START RECORDED INFORMATION

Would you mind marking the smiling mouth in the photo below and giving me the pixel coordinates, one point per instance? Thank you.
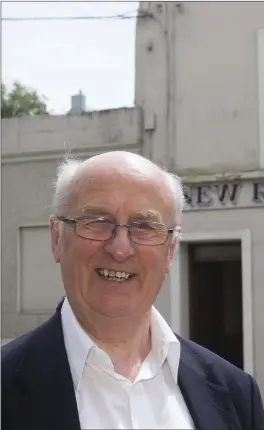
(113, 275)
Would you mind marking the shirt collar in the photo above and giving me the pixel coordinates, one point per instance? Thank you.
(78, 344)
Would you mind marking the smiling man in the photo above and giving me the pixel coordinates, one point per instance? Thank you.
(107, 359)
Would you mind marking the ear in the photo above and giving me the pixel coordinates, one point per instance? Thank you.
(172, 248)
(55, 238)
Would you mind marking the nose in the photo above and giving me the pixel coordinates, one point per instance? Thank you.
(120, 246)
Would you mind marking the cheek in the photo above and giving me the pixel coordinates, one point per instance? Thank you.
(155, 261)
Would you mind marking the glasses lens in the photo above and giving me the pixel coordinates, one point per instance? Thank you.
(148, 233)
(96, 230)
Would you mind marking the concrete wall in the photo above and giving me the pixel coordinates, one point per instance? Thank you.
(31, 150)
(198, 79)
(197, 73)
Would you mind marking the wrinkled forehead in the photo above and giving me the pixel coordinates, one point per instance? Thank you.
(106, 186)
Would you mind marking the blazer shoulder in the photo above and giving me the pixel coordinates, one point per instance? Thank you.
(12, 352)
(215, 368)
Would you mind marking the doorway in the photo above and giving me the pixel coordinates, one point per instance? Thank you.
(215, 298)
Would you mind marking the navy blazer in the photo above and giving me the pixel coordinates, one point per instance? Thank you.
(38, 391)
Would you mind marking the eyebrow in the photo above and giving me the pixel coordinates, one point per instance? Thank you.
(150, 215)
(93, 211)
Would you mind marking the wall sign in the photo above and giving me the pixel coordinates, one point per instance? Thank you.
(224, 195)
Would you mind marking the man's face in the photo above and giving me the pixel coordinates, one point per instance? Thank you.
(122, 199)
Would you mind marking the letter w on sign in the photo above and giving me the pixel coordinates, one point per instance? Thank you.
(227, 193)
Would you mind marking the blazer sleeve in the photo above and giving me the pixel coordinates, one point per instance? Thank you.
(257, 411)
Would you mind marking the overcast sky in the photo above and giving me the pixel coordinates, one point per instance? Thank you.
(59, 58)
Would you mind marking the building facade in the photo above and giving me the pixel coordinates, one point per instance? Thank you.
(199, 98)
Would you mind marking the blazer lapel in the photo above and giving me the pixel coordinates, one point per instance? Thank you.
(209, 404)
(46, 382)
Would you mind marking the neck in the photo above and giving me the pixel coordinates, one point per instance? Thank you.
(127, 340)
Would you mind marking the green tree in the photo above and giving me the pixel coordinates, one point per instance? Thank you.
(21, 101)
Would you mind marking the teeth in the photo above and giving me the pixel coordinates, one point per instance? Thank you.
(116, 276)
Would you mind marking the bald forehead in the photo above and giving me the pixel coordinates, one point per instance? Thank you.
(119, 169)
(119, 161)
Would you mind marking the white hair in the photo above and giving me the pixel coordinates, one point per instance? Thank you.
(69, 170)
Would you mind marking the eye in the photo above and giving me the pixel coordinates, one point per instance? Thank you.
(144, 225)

END RECORDED INFORMATION
START RECORDED INFORMATION

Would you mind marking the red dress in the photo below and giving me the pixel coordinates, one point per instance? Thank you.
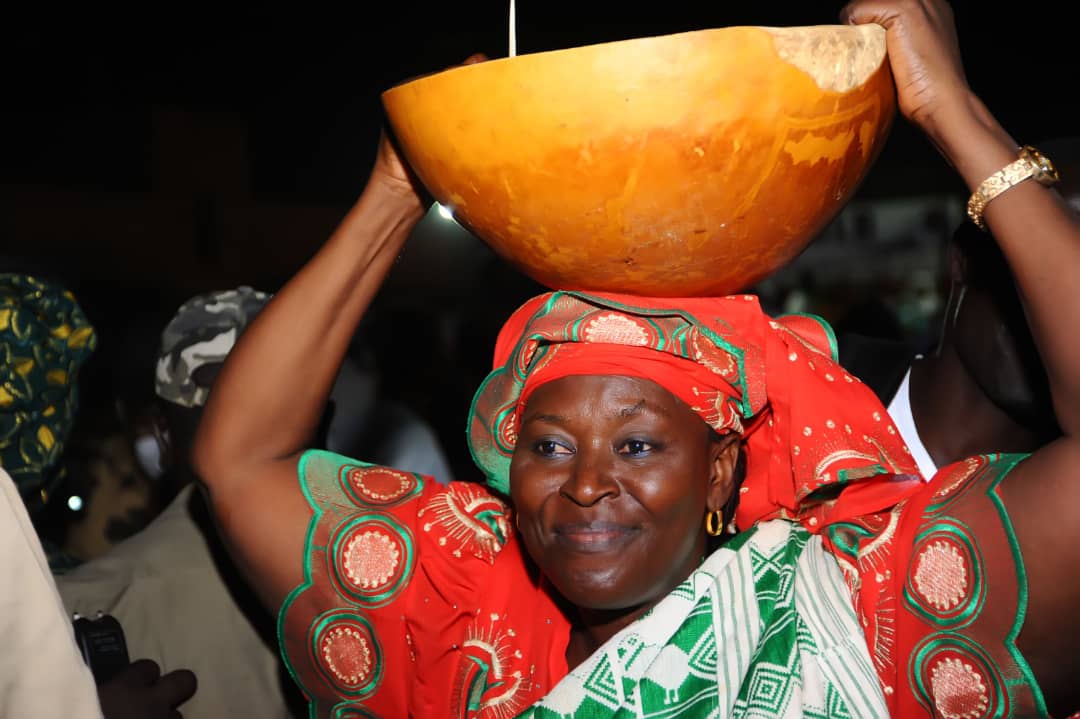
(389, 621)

END RECORDED INFORMATION
START RECORDED INFORMATION

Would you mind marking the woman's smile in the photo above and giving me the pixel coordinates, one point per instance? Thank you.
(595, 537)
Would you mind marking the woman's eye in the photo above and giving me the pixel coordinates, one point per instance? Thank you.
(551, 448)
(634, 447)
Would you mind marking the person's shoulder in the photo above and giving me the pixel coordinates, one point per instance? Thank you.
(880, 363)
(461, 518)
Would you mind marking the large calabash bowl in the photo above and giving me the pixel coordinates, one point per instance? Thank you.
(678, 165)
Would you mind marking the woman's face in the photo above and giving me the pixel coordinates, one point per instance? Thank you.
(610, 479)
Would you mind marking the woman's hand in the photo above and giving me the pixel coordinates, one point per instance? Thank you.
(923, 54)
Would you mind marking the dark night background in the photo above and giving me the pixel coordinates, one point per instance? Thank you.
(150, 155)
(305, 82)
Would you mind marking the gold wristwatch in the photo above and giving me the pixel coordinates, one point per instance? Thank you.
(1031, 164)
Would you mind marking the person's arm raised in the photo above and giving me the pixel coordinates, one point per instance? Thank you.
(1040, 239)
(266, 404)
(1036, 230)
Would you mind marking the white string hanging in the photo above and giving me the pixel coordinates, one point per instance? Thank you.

END RECORDED INFORMATION

● AIM OF THE EXERCISE: From the entries above, print the lines beginning at the one with "Would you mind marking the woman's hand" and stopping after the one with "Would you mind marking the white string", exactly as written and with nothing else.

● COMPLETED TASK:
Would you mind marking the woman's hand in the photo above and giving me the pixel coordinates, one point per instance? Thank you.
(923, 54)
Would you mind marking the dark night background in the photo above and giving me the pixel coordinates, one point per instance? Thank you.
(150, 155)
(305, 82)
Would you mind marking the gold wristwatch in the photo above and giving me the pixel coordinates, one point per instance? Thank you.
(1031, 164)
Would you mind marking the person's arm raised in the photo above and giving me the pixel coordinates, one point per instance? Thank you.
(1040, 239)
(266, 404)
(1036, 230)
Would you mind marking the white string hanging in the photo above and giving me the pixel coordinates, one point per instance? Thank you.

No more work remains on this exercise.